Le bilan économique de Paul Biya divise
11 septembre 2018"Le Cameroun, comme la plupart des pays, a évolué dans un contexte encore fortement marqué par la crise économique et financière mondiale. Les recettes fiscales et douanières ont diminué. Et l’emploi en a souffert. Comme il était prévisible, les investissements en provenance de l’extérieur ont été différés, et le crédit s’est resserré. Au total, notre économie a fléchi, c’est vrai. Mais elle n’a pas été ébranlée dans ses fondations."
Ainsi s’exprimait le président camerounais, au lendemain de sa réélection en 2011 dans une adresse à la nation, faisant allusion à la crise économique et financière mondiale en 2008. Paul Biya a annoncé ensuite que le Cameroun sera un vaste chantier à partir de 2012. Il a fait comprendre que son précédent programme passera des grandes ambitions aux grandes réalisations économiques lors du septennat 2011 - 2018.
De grandes ambitions à de mauvaises réalisations
D’un nouveau pont sur le fleuve Wouri à Douala, en passant par la construction d’un nouveau marché dit moderne à Bertoua et le lancement de l’autoroute Douala-Yaoundé, la construction de nouveaux barrages hydroélectriques fait partie de ces nouvelles réalisations du président camerounais.
Pour autant, ces réalisations sont loin de faire l’unanimité. Célestin Njamen, conseiller municipal à Douala 1er, est très critique : "On dit qu’on a construit des barrages : Lom Pangar, Mekin, Memve’ele pour résorber le déficit en énergie électrique. Mais dans la vie des Camerounais de tous les jours, ce sont les délestages. Il n’y a pas de lumière, partout, dans tous les villages. A quoi servent ces grands barrages s’il n’y a pas d’effet sur les populations aujourd’hui. Ça a démarré en 2004, nous sommes en 2018, où sont les résultats ? Rien. On construit les éléphants blancs, on n’a pas de rapport, on n’a pas de bilan, on n’a pas les effets positifs sur les populations."
Célestin Njamen est conforté dans sa critique par l’homme qui fut directeur financier et comptable de la Société nationale d’électricité du Cameroun pendant huit ans, Garga Haman Adji lui-même candidat à l’élection présidentielle pour la troisième fois cette année.

Extrait du jeu de données:

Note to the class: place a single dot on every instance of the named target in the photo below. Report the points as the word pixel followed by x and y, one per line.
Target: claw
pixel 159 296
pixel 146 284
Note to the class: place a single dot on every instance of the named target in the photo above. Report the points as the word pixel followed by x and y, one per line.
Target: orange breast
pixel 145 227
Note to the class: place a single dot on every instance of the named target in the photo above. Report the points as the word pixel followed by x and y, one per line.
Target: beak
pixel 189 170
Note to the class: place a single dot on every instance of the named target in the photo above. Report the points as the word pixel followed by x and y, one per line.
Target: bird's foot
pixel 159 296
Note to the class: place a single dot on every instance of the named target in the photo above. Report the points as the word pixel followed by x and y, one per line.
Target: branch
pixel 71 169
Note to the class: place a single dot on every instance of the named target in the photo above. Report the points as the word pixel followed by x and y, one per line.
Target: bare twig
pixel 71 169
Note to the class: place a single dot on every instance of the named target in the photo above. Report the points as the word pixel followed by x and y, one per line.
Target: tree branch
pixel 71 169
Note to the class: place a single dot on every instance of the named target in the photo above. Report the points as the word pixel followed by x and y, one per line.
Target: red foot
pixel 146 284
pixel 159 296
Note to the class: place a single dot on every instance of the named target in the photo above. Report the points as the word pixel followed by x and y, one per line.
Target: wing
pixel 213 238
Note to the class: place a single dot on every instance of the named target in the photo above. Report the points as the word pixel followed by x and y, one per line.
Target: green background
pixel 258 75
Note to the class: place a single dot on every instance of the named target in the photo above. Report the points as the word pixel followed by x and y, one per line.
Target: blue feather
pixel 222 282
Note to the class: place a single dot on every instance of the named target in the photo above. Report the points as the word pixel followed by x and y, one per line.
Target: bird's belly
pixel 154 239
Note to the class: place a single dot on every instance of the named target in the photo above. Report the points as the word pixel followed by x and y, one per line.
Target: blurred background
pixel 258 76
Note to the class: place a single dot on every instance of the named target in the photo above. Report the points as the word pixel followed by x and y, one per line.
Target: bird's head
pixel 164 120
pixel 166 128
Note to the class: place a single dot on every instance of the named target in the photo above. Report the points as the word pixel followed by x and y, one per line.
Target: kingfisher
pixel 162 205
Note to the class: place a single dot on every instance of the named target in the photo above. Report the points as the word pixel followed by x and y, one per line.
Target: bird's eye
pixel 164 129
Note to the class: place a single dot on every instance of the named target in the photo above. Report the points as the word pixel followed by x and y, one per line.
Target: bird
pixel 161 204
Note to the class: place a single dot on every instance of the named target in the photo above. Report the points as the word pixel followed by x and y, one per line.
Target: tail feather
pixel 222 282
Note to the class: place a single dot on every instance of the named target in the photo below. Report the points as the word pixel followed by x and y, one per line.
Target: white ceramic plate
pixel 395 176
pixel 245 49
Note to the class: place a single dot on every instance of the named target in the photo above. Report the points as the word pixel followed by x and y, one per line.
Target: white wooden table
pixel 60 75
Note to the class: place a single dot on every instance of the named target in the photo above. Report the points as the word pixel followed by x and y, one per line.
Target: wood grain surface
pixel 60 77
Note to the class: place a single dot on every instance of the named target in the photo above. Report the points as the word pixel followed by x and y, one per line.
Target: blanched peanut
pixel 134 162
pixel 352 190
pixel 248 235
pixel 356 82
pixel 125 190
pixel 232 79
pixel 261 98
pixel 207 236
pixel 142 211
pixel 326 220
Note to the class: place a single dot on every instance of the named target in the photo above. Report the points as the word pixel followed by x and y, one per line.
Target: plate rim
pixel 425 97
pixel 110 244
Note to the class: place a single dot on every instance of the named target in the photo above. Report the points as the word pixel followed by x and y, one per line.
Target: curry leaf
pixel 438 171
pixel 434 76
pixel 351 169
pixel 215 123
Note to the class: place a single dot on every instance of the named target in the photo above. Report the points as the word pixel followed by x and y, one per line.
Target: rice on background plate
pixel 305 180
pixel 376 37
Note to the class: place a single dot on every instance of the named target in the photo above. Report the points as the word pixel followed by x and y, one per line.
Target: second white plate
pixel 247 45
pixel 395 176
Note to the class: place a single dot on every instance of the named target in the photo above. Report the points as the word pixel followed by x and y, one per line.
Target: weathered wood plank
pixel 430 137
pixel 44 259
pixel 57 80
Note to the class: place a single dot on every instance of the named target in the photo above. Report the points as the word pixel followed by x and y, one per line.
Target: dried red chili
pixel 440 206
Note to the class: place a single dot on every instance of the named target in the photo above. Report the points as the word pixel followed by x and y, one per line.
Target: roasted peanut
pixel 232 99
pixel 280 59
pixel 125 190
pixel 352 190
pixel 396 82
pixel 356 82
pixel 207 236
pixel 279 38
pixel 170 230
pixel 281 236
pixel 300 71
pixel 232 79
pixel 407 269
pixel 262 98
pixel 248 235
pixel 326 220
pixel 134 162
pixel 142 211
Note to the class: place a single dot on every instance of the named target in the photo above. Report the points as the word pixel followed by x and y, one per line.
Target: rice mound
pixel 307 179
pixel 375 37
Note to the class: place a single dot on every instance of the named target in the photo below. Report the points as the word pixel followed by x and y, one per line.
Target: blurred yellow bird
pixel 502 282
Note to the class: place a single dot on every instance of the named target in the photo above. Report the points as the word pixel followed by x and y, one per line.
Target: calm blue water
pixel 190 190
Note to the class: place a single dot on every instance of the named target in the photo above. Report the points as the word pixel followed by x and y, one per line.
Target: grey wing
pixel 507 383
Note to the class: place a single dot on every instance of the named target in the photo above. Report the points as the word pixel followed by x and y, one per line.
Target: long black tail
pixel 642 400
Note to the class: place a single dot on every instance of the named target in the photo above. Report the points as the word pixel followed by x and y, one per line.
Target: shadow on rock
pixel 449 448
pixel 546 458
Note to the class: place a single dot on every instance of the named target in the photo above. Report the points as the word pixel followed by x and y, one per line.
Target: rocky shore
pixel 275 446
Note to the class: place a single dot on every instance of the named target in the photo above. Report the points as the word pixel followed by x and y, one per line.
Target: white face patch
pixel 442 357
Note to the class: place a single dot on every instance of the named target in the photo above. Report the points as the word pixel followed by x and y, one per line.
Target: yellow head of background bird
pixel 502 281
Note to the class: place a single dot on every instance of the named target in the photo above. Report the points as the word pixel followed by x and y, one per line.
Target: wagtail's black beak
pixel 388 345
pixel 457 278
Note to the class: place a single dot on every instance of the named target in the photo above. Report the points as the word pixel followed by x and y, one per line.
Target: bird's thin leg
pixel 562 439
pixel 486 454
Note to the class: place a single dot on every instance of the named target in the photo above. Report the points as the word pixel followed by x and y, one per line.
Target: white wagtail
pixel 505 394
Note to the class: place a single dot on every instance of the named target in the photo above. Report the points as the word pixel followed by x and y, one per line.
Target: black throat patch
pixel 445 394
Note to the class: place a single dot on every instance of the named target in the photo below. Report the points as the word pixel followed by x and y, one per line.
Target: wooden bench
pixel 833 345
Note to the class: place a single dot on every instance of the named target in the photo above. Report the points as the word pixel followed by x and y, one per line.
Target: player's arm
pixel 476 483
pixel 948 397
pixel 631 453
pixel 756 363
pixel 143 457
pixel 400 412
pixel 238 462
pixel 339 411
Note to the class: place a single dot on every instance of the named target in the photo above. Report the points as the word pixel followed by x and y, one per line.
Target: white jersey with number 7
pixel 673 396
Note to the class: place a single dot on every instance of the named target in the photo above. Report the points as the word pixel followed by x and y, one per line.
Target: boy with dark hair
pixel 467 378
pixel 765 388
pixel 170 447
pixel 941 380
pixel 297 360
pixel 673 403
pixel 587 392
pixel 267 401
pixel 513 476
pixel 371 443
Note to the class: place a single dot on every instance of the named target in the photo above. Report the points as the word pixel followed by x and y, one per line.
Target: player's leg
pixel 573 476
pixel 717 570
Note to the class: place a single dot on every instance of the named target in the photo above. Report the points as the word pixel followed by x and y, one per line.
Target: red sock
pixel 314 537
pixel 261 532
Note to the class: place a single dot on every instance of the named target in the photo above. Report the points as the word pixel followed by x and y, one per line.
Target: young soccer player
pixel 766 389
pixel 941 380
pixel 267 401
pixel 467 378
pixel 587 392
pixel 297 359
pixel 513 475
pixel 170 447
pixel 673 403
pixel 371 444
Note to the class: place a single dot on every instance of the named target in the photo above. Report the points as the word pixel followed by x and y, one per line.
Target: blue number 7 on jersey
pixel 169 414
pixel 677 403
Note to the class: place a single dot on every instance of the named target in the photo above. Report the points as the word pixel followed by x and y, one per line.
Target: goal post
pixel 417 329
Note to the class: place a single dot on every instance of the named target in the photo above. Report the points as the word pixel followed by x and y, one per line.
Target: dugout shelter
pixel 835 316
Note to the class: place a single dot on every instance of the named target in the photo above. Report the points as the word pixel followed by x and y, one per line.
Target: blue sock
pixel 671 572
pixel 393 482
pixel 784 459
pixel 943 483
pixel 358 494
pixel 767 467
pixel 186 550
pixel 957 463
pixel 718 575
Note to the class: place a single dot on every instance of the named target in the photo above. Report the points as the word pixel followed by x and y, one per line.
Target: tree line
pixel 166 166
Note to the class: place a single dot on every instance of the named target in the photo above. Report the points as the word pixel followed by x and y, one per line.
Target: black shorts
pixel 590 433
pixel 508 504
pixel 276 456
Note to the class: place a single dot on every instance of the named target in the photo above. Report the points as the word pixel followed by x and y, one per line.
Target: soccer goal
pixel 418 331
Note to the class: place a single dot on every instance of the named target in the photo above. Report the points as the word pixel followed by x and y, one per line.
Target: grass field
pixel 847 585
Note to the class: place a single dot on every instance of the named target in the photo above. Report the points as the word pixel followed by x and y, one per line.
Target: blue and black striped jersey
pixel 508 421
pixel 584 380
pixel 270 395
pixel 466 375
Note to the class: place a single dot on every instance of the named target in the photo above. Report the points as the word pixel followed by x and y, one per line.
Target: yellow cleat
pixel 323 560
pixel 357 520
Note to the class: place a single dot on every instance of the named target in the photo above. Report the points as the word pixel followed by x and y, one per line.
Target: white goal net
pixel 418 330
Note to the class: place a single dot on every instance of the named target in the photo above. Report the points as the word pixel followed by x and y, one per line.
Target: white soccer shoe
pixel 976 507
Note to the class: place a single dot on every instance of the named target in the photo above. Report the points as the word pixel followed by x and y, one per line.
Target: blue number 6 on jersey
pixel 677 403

TÂCHE DEMANDÉE
Condensez en liste le paragraphe de l'article sur le bilan économique de Paul Biya qui commence par « Pour autant, ces réalisations », en gardant ses faits principaux. Les enregistrements ne sont pas nécessaires ici.

PROBLÈME RÉSOLU
- Les réalisations présidentielles sont loin de faire l'unanimité.
- Célestin Njamen, conseiller municipal à Douala 1er, les critique vivement.
- Des barrages (Lom Pangar, Mekin, Memve'ele) ont été construits pour résorber le déficit en énergie électrique.
- Selon lui, les Camerounais subissent pourtant des délestages au quotidien, et les villages sont privés de lumière.
- Lancés en 2004, ces projets n'ont encore produit aucun résultat en 2018.
- Il parle d'« éléphants blancs », sans rapport, sans bilan et sans effets positifs pour les populations.